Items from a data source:
......

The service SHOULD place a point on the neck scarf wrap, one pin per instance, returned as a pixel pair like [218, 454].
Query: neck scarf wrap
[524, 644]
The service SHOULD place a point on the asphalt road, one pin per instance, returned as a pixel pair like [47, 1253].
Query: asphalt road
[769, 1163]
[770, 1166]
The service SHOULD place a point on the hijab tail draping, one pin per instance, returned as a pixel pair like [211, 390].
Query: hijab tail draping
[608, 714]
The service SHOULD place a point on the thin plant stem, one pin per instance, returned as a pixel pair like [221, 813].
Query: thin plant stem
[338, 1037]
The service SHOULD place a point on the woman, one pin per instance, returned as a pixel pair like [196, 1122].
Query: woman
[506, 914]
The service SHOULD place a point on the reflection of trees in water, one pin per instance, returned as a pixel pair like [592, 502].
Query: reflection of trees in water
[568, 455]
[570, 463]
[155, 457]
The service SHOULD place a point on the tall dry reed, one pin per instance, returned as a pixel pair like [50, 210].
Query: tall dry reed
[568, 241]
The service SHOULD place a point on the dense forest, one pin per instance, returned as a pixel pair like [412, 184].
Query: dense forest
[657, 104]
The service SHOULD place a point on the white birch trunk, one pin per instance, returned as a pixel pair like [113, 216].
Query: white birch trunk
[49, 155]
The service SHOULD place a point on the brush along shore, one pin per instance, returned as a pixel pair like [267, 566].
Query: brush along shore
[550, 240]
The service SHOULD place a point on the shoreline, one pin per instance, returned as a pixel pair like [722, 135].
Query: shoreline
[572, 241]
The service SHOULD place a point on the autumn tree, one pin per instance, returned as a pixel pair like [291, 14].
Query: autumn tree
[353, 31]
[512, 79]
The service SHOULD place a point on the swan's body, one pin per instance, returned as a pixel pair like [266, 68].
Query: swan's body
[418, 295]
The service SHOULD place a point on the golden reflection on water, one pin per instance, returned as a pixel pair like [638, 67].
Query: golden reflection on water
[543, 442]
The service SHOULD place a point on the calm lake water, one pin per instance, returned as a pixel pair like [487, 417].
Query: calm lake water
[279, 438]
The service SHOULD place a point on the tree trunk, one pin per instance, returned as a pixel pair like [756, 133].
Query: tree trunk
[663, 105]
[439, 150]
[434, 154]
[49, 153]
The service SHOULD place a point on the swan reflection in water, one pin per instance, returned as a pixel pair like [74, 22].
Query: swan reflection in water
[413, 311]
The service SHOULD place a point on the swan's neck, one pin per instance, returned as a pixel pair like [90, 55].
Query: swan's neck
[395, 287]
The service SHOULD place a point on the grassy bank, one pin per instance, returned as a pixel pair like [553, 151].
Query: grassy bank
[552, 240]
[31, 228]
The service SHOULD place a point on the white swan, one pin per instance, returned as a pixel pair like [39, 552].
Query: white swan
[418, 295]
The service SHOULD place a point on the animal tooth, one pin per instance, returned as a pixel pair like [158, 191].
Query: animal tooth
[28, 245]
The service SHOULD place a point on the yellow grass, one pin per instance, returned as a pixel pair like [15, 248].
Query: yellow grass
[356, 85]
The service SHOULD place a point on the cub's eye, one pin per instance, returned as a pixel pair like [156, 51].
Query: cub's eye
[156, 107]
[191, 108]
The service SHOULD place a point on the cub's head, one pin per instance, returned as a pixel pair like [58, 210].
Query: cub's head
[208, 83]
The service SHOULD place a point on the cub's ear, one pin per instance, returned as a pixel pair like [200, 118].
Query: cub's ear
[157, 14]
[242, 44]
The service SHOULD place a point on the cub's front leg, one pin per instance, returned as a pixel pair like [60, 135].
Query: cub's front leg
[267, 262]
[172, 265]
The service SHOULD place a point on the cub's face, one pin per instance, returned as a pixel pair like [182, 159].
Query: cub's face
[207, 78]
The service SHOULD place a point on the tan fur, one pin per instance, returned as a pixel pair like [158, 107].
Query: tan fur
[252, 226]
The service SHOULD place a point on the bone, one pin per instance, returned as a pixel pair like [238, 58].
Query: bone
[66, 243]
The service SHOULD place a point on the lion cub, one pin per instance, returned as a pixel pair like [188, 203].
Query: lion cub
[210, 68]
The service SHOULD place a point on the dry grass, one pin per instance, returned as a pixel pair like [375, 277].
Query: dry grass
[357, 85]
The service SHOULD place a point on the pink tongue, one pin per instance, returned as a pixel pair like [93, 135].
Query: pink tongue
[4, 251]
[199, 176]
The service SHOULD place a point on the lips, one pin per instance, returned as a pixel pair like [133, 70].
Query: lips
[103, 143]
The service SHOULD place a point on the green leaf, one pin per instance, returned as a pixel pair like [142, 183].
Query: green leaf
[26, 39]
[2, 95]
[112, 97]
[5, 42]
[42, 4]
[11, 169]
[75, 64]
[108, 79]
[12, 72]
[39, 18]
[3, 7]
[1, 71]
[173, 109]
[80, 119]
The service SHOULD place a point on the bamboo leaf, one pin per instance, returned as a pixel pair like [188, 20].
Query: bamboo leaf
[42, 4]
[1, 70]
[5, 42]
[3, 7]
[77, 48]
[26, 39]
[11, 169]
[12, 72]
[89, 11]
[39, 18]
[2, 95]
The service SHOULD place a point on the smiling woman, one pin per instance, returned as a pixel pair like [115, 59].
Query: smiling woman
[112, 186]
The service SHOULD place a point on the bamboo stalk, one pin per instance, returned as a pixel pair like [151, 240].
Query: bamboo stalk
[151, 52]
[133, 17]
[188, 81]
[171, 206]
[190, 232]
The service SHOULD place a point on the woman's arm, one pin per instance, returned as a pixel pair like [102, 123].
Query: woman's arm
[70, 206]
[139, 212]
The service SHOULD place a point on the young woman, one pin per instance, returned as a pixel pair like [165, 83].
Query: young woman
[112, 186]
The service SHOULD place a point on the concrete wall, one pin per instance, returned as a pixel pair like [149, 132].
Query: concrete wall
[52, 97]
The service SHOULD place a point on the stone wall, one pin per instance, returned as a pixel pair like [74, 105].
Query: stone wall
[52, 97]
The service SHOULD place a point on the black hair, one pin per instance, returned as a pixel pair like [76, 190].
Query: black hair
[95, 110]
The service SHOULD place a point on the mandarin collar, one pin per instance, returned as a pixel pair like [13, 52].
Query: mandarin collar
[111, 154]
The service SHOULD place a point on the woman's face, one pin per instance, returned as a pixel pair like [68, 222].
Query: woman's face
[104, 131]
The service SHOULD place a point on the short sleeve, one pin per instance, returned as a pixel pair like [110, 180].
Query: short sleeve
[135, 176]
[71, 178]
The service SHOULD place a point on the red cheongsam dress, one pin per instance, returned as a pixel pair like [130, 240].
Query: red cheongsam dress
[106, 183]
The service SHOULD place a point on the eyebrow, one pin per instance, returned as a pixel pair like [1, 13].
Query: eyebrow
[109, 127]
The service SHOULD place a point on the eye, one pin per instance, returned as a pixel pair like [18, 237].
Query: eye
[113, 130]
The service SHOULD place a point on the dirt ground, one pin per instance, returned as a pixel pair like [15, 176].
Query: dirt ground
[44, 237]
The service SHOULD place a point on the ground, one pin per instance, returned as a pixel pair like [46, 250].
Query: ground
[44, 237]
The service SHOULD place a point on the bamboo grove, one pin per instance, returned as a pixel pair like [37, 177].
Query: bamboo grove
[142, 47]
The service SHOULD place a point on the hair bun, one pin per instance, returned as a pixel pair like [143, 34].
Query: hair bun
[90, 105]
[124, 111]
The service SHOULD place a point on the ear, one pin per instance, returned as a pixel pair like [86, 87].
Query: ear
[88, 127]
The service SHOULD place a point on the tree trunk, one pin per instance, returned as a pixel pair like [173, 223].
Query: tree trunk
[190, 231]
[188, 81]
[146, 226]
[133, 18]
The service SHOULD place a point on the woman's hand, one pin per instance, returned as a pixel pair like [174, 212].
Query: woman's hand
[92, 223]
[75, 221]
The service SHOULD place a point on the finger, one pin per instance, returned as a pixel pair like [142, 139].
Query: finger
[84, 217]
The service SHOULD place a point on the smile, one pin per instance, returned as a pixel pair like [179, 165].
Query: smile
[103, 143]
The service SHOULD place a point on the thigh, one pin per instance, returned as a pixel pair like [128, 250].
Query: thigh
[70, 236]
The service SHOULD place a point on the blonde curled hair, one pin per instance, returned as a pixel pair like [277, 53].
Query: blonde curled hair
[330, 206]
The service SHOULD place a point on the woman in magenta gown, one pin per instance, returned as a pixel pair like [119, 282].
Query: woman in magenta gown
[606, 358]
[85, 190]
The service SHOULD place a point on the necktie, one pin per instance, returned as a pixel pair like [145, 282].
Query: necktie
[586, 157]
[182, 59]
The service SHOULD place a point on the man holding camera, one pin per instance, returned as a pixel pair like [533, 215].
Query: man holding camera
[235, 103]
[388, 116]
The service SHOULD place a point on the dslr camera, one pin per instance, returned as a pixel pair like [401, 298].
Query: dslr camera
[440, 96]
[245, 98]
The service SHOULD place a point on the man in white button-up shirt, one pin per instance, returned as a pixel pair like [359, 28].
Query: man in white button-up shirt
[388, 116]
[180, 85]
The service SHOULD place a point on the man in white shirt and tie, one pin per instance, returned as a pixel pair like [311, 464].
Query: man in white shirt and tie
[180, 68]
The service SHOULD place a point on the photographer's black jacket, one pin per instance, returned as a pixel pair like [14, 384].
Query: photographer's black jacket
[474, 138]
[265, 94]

......

## PROMPT
Beginning at the line above that contains "The service SHOULD place a point on the green", return each line exactly through the line that contains "The service SHOULD place a point on the short", and no others.

## RESULT OF THE TASK
The service SHOULD place a point on the green leaf, one pin per instance, returned as a pixel pair like [142, 183].
Query: green leaf
[26, 39]
[2, 95]
[112, 97]
[5, 42]
[42, 4]
[11, 169]
[75, 64]
[108, 79]
[12, 72]
[39, 18]
[3, 7]
[1, 71]
[173, 109]
[80, 119]
The service SHOULD place a point on the bamboo leaf, one pin per instance, returned as a pixel pair like [188, 20].
Query: bamboo leaf
[42, 4]
[1, 70]
[5, 42]
[3, 7]
[77, 48]
[26, 39]
[11, 169]
[12, 72]
[89, 11]
[39, 18]
[2, 95]
The service SHOULD place a point on the smiling woman, one pin per instance, returned as a pixel pair like [115, 59].
Query: smiling woman
[112, 186]
The service SHOULD place a point on the bamboo stalk, one pin per instance, returned as a pixel pair like [151, 240].
Query: bamboo stalk
[151, 52]
[133, 17]
[188, 81]
[171, 206]
[190, 232]
The service SHOULD place a point on the woman's arm, one pin per instance, returned as a pixel pair like [102, 123].
Query: woman's arm
[70, 206]
[139, 212]
The service SHOULD place a point on the young woman, one pin per instance, returned as a pixel pair like [165, 83].
Query: young woman
[112, 186]
The service SHOULD place a point on the concrete wall, one pin per instance, returned as a pixel pair like [149, 132].
Query: concrete wall
[52, 97]
The service SHOULD place a point on the stone wall, one pin per instance, returned as a pixel pair like [74, 105].
Query: stone wall
[52, 97]
The service SHOULD place a point on the black hair, one pin per instance, returned as a pixel pair like [76, 190].
Query: black hair
[95, 110]
The service SHOULD place a point on the mandarin collar, one pin per instance, returned as a pixel pair like [13, 52].
Query: mandarin collar
[111, 154]
The service SHOULD place a point on the woman's face, one pin per instance, returned as a pixel pair like [68, 222].
Query: woman's face
[104, 131]
The service SHOULD place a point on the short sleeve, one pin per instance, returned as a pixel pair like [110, 180].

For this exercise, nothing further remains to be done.